Work instructions —
From the first line to the last, repeat the data exactly and drop the pictures.

--------------------------------------------------

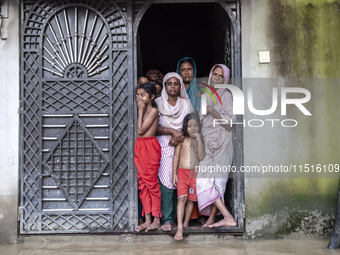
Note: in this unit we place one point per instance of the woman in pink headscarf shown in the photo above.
(219, 151)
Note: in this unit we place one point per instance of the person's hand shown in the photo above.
(172, 142)
(140, 103)
(174, 180)
(198, 136)
(177, 134)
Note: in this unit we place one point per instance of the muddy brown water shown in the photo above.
(230, 247)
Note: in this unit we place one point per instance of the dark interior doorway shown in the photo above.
(169, 32)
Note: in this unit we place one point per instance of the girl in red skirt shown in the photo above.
(147, 157)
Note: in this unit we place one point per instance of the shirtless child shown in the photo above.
(147, 157)
(187, 156)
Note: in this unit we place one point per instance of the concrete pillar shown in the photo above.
(9, 124)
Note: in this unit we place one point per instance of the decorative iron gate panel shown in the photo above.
(75, 130)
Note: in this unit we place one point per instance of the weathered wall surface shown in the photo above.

--------------------------------------------------

Reply to the task —
Note: in this unit we place one point per instance of the woman in pink headscarf shown in the photo above.
(219, 151)
Note: in this unit we place one point per instance of the person's hand shown in the photo above.
(172, 142)
(140, 103)
(174, 180)
(198, 136)
(177, 134)
Note: in this unit we place one point per instance of the muddy brown water shown in the photo above.
(230, 247)
Note: in this unit we place one point per instance of the dark interior doorway shown in the photo above.
(169, 32)
Note: in this unit we place one point per instance of the girl in red skirt shown in the photo above.
(147, 157)
Note: in this unit we place one point per instance of the shirtless child shown in the photo above.
(147, 157)
(187, 156)
Note: in this unit we place one point per instance of the concrete pillar shown in the photo above.
(9, 124)
Note: in this unit we place one point per instance of the decorative iron gate panel shown in the photo above.
(75, 130)
Note: in this unit we place one point per instance of the weathered wall surface shown in the photo above.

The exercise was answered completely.